*Request*: Tally the lines in the listing below that contain the string "dark", treating uppercase and lowercase as different. How many are there? Reply with the number alone.

*Records for processing*:

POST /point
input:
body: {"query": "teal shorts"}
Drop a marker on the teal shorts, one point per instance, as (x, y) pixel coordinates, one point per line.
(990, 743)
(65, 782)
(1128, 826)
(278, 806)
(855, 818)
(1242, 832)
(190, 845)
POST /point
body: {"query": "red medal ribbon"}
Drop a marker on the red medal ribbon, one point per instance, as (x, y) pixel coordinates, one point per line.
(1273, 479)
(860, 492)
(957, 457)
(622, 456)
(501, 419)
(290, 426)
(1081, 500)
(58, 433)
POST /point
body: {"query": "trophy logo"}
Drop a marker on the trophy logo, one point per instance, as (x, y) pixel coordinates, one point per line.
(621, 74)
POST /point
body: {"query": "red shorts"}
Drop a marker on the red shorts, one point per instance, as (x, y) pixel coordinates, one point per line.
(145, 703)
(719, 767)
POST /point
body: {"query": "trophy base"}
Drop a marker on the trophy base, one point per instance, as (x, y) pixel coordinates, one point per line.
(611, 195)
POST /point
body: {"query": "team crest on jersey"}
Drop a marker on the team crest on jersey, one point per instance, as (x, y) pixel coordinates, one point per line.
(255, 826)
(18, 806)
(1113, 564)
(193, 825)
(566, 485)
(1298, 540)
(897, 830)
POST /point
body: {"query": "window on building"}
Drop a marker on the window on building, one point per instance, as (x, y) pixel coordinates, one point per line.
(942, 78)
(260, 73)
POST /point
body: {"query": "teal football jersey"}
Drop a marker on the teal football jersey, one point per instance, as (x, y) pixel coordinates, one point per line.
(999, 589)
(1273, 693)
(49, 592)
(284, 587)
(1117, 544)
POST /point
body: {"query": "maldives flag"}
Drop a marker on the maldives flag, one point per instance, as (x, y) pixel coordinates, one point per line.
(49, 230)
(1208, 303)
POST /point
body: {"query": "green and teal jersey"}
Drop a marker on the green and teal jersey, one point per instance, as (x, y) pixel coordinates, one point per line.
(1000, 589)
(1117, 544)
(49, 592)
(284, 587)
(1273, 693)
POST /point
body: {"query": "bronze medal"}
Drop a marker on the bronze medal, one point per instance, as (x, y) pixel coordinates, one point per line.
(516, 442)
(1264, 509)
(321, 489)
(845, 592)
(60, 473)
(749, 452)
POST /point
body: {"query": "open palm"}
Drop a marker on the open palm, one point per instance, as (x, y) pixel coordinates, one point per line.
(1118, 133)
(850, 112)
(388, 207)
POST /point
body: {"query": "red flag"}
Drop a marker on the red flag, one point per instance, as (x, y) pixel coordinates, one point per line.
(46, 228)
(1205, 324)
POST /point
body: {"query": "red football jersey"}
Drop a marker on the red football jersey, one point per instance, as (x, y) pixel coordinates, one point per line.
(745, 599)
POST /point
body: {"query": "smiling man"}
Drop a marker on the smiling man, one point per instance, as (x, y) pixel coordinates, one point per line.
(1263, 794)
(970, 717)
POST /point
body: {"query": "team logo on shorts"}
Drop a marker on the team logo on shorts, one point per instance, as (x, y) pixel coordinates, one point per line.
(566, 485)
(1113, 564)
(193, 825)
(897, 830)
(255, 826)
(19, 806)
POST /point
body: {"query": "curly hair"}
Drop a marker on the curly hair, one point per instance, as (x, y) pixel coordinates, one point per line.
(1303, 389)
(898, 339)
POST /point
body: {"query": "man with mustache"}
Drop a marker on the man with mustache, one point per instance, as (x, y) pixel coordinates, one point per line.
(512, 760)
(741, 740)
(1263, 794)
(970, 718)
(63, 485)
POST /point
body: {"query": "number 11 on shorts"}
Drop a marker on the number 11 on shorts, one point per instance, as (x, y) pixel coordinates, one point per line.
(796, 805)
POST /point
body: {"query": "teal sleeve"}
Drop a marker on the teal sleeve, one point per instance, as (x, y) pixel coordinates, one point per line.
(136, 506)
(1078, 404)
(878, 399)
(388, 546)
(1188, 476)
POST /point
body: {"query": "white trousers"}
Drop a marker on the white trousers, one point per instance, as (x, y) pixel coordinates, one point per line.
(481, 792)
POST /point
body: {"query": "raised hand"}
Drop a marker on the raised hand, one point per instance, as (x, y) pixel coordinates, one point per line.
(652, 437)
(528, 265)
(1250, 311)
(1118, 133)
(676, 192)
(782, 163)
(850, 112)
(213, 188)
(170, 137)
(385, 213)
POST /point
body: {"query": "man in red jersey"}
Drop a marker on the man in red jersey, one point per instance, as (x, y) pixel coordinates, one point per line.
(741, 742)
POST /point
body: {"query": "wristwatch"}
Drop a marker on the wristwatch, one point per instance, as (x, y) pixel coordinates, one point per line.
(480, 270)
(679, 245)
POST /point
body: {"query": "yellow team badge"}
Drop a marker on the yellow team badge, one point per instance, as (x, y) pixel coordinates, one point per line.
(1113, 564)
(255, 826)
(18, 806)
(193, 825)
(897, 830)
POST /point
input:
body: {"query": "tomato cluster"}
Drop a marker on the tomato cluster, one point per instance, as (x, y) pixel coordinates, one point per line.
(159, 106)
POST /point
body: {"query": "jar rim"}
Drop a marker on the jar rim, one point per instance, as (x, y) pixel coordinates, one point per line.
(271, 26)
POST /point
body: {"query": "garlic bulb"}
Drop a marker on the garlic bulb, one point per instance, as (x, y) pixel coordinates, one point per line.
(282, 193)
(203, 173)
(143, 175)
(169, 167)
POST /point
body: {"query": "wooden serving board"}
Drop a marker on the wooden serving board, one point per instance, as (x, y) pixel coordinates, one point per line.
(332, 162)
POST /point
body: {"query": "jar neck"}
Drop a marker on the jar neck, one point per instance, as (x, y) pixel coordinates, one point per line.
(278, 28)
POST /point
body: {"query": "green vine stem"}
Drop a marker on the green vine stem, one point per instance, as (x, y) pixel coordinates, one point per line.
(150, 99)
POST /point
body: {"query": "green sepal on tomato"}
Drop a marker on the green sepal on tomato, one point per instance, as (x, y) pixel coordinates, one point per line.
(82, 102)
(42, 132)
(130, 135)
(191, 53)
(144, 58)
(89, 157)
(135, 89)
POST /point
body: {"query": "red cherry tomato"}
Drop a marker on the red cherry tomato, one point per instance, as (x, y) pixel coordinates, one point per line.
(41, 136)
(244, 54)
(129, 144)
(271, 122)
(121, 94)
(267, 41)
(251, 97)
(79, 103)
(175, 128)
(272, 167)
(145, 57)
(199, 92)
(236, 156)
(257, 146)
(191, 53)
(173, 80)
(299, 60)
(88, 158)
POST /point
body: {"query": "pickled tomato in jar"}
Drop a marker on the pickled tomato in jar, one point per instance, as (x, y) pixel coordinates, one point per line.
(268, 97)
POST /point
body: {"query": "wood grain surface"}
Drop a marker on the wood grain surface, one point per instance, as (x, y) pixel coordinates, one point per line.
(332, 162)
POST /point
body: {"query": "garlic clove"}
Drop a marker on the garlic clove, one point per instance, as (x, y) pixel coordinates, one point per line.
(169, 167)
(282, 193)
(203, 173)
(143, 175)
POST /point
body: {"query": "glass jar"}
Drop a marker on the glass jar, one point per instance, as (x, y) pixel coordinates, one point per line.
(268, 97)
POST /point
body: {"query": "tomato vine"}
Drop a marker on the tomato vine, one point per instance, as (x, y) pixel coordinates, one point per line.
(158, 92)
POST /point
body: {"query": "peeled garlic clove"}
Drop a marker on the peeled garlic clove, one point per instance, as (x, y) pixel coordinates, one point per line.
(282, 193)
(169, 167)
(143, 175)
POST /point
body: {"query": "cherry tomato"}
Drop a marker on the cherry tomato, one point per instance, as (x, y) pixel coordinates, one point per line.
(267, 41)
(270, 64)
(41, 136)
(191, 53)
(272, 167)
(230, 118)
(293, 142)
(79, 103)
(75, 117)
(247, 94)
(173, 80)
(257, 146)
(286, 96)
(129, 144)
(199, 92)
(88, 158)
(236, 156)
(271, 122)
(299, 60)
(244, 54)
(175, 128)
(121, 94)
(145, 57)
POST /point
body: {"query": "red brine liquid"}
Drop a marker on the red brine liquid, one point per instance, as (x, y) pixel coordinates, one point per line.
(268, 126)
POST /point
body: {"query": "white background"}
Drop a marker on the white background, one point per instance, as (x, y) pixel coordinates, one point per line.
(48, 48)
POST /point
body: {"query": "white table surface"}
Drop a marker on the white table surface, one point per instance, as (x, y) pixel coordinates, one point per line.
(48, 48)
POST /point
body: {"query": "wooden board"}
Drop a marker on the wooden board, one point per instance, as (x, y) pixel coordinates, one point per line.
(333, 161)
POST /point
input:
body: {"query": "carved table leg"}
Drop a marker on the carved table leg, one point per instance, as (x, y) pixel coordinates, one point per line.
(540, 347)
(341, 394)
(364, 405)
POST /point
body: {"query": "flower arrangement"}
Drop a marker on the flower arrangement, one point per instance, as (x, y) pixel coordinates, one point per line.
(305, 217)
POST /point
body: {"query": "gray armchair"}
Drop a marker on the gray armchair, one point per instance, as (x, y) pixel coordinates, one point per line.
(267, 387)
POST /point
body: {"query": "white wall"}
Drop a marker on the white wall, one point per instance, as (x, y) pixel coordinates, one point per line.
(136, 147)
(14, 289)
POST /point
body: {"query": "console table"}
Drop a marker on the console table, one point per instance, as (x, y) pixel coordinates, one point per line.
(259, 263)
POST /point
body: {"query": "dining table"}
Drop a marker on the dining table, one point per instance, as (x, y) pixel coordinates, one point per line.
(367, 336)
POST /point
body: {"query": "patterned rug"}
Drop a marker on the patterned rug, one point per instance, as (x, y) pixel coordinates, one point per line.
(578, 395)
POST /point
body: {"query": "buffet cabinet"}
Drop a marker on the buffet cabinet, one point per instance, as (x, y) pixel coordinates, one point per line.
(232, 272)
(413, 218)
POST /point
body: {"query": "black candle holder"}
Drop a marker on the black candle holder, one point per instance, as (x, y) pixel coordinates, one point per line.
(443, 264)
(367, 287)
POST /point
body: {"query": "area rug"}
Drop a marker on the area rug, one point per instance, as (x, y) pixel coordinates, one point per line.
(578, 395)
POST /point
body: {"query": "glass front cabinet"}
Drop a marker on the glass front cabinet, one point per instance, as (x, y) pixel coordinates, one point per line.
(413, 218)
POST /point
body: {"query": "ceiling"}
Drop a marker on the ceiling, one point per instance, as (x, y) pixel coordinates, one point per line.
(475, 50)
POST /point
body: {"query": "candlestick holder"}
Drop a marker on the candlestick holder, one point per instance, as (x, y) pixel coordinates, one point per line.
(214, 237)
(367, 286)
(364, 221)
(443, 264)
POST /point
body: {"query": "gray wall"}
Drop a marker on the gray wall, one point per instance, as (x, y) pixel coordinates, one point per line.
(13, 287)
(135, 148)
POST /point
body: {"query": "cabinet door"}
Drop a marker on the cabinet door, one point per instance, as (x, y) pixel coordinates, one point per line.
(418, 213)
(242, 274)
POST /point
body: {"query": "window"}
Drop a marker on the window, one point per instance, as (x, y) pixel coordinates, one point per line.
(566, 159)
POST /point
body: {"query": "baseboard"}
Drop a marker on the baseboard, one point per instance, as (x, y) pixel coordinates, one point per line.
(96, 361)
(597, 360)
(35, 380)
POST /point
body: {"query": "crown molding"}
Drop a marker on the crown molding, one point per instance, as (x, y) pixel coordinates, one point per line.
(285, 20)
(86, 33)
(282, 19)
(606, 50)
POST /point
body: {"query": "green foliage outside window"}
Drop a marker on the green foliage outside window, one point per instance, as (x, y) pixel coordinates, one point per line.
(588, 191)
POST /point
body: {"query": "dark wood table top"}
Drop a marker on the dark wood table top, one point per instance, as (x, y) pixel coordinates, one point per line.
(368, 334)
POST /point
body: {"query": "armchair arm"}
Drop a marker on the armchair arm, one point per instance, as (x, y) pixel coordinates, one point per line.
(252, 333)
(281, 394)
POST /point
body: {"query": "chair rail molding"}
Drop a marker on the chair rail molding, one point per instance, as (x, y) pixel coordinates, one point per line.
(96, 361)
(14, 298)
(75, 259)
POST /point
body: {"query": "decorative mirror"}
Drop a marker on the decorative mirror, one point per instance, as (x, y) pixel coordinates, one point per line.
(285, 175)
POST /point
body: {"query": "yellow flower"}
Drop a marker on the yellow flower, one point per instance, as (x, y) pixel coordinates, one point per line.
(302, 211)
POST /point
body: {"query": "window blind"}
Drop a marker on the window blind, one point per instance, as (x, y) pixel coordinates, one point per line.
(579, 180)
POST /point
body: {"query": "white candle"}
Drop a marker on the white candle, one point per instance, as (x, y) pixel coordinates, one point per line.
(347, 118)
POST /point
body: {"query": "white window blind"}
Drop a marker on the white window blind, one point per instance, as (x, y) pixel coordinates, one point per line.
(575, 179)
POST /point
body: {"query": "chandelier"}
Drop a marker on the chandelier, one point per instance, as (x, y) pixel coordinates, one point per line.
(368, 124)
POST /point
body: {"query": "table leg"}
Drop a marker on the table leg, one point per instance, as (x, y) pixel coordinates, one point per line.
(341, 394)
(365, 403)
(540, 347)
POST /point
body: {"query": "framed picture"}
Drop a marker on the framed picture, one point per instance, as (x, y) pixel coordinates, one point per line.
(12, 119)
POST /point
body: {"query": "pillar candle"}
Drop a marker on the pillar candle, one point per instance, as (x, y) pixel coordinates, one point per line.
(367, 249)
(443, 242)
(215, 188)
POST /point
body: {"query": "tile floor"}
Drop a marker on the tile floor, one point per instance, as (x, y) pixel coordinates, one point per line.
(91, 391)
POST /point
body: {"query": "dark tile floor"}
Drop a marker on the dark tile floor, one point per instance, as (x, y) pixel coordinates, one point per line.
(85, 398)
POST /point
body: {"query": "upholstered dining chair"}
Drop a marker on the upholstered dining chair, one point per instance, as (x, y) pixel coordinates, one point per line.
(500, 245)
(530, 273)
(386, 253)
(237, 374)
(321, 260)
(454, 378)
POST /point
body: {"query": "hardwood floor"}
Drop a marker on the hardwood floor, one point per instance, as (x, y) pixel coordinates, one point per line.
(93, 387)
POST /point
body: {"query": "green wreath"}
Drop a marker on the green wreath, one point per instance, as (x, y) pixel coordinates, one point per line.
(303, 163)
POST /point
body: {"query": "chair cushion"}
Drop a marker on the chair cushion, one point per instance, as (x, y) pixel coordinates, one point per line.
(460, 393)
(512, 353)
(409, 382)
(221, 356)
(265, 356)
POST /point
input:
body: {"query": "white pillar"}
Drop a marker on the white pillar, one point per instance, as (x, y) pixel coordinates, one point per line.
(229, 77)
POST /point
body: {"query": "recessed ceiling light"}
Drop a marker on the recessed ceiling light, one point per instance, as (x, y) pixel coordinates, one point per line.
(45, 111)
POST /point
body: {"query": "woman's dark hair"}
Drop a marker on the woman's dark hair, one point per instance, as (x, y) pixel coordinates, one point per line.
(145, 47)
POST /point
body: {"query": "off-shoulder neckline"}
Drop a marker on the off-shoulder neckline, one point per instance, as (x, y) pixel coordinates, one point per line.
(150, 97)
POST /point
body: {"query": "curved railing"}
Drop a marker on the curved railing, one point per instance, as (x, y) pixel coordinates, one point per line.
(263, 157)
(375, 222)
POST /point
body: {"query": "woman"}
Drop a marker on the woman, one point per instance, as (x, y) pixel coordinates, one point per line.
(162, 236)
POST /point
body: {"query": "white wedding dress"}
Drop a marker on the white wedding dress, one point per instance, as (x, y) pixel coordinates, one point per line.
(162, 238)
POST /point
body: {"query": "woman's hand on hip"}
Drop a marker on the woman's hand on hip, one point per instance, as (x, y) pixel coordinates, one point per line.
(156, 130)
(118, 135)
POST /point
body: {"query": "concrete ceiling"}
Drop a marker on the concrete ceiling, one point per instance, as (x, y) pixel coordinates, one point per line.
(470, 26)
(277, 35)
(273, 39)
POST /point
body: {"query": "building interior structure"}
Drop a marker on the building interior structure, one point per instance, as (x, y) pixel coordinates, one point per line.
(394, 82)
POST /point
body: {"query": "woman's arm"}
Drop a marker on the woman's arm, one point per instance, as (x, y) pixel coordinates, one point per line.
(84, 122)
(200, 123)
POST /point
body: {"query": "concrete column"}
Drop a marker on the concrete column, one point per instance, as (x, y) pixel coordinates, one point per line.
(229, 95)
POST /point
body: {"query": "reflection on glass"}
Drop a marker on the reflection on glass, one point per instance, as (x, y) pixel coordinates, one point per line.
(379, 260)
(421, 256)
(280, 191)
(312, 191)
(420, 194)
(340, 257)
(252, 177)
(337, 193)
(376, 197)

*Finished answer*: 6